» Excerpt to read
========

LL exhibits a somewhat better correlation with \({\gamma }_{\text{dmax}}\) than OMC does (R ² = 0.90 with \({\gamma }_{\text{dmax}}\) in contrast to 0.85 with OMC). The regression coefficient obtained in either case is more convincing than the previous models [8, 9, 11]. The significance of LL in predicting compaction parameters is noted in several earlier studies [6, 8, 9, 16].

The \({\gamma }_{\text{dmax}}\) and OMC values as predicted by the present models are plotted against the corresponding measured values in Fig. 2a, b. The errors involved in the predicted values are expressed in terms of root-mean-square error (RMSE) in percentages. Considerably good agreement is observed between the measured and predicted values with RMSE values of 2.1% (in case of \({\gamma }_{\text{dmax}}\) with LL) and 7.2% (in case of OMC with LL).

Fig. 2

a Predicted \({\gamma }_{\text{dmax}}\) using LL relationship versus measured values and b predicted OMC using LL relationship versus measured values

Variation of \({\gamma }_{\text{dmax}}\) and OMC Versus PL

In this case, \({\gamma }_{\text{dmax}}\) and OMC are plotted treating PL as independent variable as depicted in Fig. 3a, b. Compared to LL, PL bears a noticeably weaker correlation with both \({\gamma }_{\text{dmax}}\) and OMC (R ² = 0.67 with \({\gamma }_{\text{dmax}}\) and 0.69 with OMC). However, the trend is still linear as observed in a few previous studies. The regression coefficients are better than few previous studies [8, 9] but differ considerably from few other investigations [11, 12]. Differences in soil types and their place of origin could be the reason behind the differences in present and previous models as stated in previous section.

Fig. 3

a Variation of \({\gamma }_{\text{dmax}}\) with PL and b variation of OMC with PL

The empirical expressions obtained from the best-fit trend lines are expressed in Eqs. 2a and 2b as follows:

$$\gamma _{{{\text{dmax}}}} = 20.94 - 0.215PL~~\left( {R^{2} = 0.67} \right)$$

(2a)

$$OMC = 0.742PL + 6.64~~(R^{2} = 0.69)$$

(2b)

The predicted values of \({\gamma }_{\text{dmax}}\) and OMC by the present set of models are plotted against the corresponding measured values in Fig. 4a, b. The RMSE values in case of \({\gamma }_{\text{dmax}}\) prediction model is 3.9% and 11.5% for the case of OMC model. However, it is recommended that if \({\gamma }_{\text{dmax}}\) and OMC of a fine-grained soil is to be predicted either from its plastic or liquid limit, one must use the latter for better accuracy.

========

» Data in this exercise
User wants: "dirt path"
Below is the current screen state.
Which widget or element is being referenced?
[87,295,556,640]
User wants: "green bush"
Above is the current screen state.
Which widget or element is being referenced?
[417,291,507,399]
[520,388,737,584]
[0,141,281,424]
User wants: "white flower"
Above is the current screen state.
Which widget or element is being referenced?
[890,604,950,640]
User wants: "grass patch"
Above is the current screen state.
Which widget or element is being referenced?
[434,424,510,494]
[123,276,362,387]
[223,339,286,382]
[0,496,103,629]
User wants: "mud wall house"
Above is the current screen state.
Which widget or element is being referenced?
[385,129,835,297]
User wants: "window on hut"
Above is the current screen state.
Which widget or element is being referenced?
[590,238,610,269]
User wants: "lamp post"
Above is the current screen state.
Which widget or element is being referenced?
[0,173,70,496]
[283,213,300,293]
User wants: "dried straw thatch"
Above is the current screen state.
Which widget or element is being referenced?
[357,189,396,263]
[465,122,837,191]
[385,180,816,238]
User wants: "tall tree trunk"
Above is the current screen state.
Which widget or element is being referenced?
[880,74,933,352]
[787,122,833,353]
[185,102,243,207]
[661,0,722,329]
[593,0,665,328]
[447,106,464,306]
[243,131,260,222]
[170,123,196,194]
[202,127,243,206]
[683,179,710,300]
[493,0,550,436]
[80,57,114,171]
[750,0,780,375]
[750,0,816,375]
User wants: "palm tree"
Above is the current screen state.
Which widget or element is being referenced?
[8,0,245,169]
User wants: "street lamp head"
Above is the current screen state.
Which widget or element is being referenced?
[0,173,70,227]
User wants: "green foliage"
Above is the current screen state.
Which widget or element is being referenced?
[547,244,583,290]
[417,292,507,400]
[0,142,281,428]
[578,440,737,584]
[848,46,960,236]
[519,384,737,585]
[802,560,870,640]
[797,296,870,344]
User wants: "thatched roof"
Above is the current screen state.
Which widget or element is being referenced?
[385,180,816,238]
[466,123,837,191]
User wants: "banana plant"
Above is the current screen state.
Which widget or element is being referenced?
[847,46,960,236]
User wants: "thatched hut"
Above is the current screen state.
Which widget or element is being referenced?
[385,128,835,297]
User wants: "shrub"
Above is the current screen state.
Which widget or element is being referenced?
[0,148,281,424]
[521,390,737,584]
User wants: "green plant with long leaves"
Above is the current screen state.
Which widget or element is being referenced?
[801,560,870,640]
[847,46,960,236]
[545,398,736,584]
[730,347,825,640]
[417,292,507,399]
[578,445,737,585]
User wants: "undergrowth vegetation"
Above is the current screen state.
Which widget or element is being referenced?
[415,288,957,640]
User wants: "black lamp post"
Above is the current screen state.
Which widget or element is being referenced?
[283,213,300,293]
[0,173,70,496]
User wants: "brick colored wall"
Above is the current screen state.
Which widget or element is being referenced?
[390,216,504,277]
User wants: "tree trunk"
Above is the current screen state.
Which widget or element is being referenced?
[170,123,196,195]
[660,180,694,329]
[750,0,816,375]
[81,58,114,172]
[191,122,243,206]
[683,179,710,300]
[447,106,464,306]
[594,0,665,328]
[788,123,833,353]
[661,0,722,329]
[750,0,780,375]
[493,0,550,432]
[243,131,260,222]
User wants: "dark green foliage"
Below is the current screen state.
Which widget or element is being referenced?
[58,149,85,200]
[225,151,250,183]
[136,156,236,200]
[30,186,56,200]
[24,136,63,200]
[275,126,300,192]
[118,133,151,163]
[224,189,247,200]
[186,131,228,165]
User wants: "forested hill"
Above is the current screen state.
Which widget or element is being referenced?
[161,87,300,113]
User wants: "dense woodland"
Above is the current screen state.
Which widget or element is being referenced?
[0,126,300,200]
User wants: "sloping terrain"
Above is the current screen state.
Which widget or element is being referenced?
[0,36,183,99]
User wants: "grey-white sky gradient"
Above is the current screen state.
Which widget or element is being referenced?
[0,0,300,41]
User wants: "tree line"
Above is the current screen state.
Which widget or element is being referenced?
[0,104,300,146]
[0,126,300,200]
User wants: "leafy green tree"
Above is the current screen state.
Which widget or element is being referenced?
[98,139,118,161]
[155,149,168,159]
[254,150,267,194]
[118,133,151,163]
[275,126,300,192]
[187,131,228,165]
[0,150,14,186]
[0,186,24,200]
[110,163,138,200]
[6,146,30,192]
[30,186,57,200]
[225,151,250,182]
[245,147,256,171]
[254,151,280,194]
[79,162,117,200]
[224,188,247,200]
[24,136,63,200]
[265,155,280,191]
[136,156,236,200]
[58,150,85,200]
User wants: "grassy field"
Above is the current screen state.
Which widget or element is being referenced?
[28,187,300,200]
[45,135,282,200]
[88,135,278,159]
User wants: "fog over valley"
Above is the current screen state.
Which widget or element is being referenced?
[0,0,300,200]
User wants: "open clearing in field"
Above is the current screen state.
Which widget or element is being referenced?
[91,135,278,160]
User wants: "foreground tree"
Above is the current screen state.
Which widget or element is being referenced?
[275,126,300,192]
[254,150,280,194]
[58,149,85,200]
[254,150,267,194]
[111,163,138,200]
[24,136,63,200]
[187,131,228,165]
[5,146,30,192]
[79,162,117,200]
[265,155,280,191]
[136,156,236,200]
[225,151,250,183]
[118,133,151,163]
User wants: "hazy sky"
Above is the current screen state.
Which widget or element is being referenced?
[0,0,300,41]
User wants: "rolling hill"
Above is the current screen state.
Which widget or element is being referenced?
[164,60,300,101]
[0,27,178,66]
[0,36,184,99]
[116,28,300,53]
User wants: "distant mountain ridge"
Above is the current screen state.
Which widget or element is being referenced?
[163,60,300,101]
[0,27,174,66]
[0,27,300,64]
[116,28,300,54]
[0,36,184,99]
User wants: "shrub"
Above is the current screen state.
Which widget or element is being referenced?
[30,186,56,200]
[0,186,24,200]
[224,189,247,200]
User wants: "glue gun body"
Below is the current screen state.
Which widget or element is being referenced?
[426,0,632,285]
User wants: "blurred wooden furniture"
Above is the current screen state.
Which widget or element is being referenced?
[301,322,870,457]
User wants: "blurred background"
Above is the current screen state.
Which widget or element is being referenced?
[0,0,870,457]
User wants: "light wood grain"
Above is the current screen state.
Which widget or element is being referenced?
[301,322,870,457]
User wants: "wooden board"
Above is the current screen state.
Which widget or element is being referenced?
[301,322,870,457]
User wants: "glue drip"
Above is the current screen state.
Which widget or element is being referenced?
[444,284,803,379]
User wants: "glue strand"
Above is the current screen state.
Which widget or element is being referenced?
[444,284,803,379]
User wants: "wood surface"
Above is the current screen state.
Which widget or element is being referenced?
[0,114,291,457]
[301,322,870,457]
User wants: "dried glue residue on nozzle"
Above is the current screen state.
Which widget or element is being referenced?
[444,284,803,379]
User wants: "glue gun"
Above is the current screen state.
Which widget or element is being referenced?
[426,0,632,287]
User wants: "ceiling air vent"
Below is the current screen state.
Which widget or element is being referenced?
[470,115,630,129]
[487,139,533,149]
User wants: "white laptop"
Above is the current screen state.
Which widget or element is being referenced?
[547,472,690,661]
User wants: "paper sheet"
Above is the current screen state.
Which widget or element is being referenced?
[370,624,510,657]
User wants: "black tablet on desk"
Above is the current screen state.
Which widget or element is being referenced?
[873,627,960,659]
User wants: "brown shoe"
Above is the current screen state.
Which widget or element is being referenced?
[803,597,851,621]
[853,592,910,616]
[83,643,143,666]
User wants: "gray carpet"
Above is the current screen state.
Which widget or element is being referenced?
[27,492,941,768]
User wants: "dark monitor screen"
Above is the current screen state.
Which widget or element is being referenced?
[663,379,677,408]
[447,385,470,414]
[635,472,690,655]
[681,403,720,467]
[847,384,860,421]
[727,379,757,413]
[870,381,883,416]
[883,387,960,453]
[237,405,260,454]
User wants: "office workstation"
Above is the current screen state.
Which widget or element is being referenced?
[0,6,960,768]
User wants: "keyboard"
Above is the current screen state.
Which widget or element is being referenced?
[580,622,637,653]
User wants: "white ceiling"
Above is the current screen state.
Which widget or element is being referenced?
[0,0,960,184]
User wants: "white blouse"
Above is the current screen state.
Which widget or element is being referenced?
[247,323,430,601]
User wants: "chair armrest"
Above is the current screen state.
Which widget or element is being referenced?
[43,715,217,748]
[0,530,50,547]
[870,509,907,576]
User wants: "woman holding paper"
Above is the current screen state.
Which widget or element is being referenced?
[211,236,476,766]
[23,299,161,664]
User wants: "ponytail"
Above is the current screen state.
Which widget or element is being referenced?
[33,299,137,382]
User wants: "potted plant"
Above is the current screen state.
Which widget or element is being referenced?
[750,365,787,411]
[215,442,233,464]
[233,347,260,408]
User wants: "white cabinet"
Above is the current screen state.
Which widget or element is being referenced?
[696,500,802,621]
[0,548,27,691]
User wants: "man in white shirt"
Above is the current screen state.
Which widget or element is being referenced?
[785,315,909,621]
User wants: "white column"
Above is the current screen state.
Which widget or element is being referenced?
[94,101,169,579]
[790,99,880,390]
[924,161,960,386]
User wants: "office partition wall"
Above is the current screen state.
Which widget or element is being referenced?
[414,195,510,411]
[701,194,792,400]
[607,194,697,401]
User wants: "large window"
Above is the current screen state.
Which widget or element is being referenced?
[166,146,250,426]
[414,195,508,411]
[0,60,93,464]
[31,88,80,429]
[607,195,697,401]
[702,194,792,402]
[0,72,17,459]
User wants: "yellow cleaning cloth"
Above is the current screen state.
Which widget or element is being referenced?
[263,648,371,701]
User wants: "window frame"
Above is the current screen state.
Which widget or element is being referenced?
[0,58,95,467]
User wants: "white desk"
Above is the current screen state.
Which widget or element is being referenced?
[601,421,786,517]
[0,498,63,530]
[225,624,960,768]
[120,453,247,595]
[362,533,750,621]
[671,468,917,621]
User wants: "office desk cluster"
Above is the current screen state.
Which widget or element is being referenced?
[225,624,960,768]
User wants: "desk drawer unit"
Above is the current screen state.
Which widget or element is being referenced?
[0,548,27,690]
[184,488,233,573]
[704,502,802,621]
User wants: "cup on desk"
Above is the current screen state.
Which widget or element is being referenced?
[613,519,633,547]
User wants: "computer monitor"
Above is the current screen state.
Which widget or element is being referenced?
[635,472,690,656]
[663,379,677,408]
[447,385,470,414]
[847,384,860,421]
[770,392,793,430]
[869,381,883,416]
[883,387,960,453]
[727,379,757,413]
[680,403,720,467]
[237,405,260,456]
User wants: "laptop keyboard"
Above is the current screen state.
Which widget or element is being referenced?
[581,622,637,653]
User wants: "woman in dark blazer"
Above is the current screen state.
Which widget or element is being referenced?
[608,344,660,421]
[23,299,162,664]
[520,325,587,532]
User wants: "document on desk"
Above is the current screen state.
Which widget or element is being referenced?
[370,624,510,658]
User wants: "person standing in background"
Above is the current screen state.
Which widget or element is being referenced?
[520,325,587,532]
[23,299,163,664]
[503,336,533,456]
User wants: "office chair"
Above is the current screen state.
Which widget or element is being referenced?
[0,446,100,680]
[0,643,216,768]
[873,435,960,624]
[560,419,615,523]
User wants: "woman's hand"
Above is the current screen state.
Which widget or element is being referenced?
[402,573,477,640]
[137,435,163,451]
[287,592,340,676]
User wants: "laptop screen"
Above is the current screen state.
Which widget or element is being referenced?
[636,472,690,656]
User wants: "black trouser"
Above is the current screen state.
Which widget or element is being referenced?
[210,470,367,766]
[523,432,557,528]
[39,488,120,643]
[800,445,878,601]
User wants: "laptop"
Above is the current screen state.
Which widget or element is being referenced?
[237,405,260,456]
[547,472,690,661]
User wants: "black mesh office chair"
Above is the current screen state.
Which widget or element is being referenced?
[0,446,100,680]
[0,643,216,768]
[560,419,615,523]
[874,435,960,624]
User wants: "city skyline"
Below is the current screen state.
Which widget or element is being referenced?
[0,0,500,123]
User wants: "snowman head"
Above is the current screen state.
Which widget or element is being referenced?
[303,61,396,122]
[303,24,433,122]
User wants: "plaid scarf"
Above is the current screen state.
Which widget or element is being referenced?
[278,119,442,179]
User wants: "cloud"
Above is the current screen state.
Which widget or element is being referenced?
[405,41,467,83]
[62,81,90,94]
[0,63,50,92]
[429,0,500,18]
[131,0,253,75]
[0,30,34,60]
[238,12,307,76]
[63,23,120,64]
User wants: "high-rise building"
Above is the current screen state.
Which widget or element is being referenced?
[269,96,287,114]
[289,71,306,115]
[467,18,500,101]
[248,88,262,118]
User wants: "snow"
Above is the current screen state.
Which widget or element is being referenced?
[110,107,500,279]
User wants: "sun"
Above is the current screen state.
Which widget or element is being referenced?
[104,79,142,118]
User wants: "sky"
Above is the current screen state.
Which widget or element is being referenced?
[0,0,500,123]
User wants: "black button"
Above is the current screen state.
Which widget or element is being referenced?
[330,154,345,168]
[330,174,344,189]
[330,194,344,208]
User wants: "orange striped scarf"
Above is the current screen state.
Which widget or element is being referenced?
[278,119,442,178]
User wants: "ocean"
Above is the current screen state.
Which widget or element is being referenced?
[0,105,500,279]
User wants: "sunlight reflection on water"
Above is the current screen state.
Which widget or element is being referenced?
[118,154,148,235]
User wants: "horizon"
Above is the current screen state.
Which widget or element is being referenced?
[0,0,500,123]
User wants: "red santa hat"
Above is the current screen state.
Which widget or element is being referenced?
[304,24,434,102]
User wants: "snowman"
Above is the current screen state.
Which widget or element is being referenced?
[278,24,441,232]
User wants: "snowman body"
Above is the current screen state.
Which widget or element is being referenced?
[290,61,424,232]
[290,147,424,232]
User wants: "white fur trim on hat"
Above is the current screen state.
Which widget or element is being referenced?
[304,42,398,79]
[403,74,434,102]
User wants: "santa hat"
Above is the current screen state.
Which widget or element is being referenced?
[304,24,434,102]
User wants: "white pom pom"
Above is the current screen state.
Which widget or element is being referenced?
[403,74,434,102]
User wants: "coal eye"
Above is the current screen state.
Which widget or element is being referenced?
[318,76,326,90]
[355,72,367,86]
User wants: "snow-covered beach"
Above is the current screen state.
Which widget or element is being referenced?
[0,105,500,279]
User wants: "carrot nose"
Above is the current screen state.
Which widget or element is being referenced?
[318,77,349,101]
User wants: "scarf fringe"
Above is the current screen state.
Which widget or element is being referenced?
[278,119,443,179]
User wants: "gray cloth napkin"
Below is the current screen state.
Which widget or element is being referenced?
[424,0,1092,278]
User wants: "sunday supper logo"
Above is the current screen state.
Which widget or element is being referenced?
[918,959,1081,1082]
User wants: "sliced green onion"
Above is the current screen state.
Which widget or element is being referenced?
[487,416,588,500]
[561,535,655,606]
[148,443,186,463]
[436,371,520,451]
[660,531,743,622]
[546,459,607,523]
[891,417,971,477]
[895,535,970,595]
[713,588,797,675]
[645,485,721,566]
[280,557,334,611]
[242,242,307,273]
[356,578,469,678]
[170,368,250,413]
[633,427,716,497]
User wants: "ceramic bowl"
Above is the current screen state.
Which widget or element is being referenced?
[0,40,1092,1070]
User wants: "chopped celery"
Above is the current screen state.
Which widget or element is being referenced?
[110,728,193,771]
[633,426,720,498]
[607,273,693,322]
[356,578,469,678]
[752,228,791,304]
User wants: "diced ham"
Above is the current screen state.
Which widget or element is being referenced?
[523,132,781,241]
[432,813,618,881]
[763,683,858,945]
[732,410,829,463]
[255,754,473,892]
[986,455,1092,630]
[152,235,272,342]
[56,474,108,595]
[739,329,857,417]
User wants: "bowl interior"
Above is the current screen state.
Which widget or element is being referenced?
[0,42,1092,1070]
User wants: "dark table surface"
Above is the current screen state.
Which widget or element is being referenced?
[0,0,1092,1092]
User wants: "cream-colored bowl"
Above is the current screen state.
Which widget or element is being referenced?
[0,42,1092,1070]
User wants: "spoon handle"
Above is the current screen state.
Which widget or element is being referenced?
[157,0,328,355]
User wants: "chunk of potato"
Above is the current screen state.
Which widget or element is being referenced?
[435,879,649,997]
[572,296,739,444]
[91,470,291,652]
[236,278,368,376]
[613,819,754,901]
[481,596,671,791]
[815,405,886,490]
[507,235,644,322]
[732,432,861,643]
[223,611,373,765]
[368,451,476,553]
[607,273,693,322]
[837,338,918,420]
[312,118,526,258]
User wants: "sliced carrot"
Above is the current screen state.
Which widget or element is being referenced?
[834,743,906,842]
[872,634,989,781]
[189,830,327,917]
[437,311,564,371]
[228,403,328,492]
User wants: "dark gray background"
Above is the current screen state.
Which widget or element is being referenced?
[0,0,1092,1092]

========

» Directives
**A.** According to the soil compaction excerpt, what is the RMSE of the OMC prediction model that uses PL?
**B.** Reproduce the stretch of the records from their start through the line containing "[0,173,70,227]", changing "lamp post" to "light pole" and keeping everything else the same.
The records are unrelated to the soil compaction excerpt.

» Solutions for each task
**A.** 11.5%

**B.**
User wants: "dirt path"
Below is the current screen state.
Which widget or element is being referenced?
[87,295,556,640]
User wants: "green bush"
Above is the current screen state.
Which widget or element is being referenced?
[417,291,507,399]
[520,388,737,584]
[0,141,281,424]
User wants: "white flower"
Above is the current screen state.
Which widget or element is being referenced?
[890,604,950,640]
User wants: "grass patch"
Above is the current screen state.
Which widget or element is being referenced?
[434,424,510,494]
[123,276,362,387]
[223,339,286,382]
[0,496,103,629]
User wants: "mud wall house"
Above is the current screen state.
Which widget or element is being referenced?
[385,129,835,297]
User wants: "window on hut"
Above is the current screen state.
Which widget or element is being referenced?
[590,238,610,269]
User wants: "light pole"
Above is the current screen state.
Which widget or element is being referenced?
[0,173,70,496]
[283,213,300,293]
User wants: "dried straw thatch"
Above is the current screen state.
Which widget or element is being referenced?
[357,189,396,263]
[465,122,837,191]
[385,180,816,238]
User wants: "tall tree trunk"
Above is the current screen state.
Which widget or element is being referenced?
[880,74,933,352]
[787,122,833,353]
[185,102,243,207]
[661,0,722,329]
[593,0,665,328]
[447,106,464,306]
[243,131,260,222]
[170,123,196,194]
[202,127,243,206]
[683,179,710,300]
[493,0,550,436]
[80,57,114,171]
[750,0,780,375]
[750,0,816,375]
User wants: "palm tree"
Above is the current screen state.
Which widget or element is being referenced?
[8,0,245,169]
User wants: "street lamp head"
Above is the current screen state.
Which widget or element is being referenced?
[0,173,70,227]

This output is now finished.